What you need to do ▸
Some entries follow. Reproduce exactly the lines starting at the one with "box: [150, 103, 174, 137]" and stopping after the one with "positive clicks: (242, 119) (268, 119)".

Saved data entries
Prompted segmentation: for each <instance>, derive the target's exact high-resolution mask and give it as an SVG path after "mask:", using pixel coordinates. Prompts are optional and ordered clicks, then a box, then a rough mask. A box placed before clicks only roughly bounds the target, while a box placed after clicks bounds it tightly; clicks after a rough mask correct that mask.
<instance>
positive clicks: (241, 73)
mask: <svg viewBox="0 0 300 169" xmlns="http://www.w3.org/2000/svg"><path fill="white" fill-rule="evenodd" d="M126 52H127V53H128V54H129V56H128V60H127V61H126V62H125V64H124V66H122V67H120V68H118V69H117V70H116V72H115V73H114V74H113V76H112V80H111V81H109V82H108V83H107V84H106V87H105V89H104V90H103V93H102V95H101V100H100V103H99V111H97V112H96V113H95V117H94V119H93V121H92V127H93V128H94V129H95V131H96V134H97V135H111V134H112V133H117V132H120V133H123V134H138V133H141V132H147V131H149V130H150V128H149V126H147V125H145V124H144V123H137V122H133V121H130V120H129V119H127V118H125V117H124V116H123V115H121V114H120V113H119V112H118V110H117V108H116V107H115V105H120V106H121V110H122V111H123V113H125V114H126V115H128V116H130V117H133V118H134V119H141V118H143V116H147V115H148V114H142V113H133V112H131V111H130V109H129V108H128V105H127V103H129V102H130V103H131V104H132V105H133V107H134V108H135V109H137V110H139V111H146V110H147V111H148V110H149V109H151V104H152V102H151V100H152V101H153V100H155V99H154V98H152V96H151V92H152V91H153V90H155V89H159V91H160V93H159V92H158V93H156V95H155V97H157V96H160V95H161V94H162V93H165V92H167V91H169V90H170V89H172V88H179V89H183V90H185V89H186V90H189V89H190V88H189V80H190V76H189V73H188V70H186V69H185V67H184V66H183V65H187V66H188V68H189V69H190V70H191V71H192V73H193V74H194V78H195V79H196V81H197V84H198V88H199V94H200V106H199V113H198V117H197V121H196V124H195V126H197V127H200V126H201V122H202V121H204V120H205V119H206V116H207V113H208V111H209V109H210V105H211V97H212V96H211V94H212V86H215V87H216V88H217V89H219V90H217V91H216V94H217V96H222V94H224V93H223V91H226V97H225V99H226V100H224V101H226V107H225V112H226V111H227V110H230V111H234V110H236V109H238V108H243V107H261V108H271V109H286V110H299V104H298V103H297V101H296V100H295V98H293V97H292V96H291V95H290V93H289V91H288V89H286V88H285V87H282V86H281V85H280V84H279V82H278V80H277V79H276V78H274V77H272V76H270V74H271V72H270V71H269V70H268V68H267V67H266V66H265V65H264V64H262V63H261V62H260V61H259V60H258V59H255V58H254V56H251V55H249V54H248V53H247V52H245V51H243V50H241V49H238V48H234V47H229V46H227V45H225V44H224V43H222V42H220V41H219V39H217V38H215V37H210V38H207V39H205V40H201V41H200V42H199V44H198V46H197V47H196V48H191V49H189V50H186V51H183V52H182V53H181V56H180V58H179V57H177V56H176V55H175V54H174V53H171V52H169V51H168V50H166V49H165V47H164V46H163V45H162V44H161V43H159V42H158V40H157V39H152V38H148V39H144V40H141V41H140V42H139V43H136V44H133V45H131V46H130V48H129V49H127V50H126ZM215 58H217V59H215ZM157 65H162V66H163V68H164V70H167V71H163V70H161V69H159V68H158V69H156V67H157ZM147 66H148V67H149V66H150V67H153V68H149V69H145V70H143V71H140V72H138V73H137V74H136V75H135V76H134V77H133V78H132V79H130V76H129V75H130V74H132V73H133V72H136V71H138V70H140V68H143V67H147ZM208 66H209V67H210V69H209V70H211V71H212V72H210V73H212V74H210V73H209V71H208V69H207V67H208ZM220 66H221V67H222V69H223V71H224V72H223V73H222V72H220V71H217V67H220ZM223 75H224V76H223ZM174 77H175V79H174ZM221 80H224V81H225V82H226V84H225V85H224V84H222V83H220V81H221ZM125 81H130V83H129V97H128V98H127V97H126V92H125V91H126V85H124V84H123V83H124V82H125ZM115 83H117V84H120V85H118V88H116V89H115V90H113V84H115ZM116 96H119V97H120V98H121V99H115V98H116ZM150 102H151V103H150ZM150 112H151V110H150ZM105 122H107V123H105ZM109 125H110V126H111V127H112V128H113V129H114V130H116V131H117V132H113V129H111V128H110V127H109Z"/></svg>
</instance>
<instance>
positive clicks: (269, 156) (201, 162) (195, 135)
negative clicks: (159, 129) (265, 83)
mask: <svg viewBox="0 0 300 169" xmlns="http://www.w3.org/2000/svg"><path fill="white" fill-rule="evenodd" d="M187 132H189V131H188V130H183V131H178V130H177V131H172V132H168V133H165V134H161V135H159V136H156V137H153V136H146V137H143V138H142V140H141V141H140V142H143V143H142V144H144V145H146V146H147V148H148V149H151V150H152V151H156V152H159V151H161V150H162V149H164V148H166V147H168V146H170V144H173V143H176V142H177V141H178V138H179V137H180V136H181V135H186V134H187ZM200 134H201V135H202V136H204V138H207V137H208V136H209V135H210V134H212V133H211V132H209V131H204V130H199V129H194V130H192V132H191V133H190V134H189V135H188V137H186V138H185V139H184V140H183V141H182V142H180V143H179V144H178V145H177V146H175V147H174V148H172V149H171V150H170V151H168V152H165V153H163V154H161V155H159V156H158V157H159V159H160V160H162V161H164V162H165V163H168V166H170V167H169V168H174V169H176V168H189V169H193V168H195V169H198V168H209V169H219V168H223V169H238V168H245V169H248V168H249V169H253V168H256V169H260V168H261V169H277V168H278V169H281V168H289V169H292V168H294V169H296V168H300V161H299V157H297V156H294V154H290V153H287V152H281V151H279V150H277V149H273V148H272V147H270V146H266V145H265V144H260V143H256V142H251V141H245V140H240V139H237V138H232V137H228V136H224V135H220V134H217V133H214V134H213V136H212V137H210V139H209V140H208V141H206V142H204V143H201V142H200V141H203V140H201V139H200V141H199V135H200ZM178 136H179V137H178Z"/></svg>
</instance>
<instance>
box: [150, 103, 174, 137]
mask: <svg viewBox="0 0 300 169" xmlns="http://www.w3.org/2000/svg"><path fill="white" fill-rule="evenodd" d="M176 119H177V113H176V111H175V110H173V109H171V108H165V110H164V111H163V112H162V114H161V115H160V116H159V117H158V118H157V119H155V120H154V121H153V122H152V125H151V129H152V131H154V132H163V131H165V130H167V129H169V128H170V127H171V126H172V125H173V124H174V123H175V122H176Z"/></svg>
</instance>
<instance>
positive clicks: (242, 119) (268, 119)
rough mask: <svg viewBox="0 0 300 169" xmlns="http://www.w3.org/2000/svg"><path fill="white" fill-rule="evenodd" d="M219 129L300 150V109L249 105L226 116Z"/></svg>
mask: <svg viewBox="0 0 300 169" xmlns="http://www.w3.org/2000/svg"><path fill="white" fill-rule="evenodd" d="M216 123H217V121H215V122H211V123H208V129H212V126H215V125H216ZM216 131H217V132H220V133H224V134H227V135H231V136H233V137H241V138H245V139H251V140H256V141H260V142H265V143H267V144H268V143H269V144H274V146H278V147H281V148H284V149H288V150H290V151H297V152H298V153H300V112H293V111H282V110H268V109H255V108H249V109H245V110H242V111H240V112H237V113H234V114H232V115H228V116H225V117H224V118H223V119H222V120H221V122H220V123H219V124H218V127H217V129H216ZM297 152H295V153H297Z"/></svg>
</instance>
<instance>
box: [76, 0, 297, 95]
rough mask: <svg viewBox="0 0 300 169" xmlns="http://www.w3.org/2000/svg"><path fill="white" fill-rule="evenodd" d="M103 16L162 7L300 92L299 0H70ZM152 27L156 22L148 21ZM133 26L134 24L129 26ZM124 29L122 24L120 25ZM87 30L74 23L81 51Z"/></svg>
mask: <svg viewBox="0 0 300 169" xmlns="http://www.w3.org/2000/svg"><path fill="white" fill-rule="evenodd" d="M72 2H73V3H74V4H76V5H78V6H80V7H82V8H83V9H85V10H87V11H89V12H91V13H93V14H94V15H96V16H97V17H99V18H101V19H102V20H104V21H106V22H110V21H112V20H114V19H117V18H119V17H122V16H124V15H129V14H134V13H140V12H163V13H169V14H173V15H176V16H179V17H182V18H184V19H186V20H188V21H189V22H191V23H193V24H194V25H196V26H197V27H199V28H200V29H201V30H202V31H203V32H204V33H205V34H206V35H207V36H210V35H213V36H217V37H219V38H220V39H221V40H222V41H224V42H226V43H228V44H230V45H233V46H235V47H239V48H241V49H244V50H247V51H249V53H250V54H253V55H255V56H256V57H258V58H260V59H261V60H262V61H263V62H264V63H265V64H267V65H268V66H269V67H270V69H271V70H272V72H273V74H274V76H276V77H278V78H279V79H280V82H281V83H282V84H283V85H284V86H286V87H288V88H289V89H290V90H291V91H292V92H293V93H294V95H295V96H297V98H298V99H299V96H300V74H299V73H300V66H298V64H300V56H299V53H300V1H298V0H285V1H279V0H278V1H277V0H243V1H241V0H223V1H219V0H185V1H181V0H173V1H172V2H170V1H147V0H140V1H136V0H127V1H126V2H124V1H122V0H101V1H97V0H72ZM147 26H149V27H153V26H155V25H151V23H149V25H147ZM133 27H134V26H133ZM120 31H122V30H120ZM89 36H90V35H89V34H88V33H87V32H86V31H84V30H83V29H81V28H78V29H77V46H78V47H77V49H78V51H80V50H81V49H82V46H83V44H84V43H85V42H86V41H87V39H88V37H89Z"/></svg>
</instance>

Task result ▸
box: [150, 103, 174, 137]
mask: <svg viewBox="0 0 300 169" xmlns="http://www.w3.org/2000/svg"><path fill="white" fill-rule="evenodd" d="M176 119H177V113H176V111H175V110H173V109H171V108H165V110H164V111H163V112H162V114H161V115H160V116H159V117H158V118H157V119H155V120H154V121H153V122H152V125H151V129H152V131H154V132H163V131H165V130H167V129H169V128H170V127H171V126H172V125H173V124H174V123H175V122H176Z"/></svg>
</instance>
<instance>
positive clicks: (242, 119) (268, 119)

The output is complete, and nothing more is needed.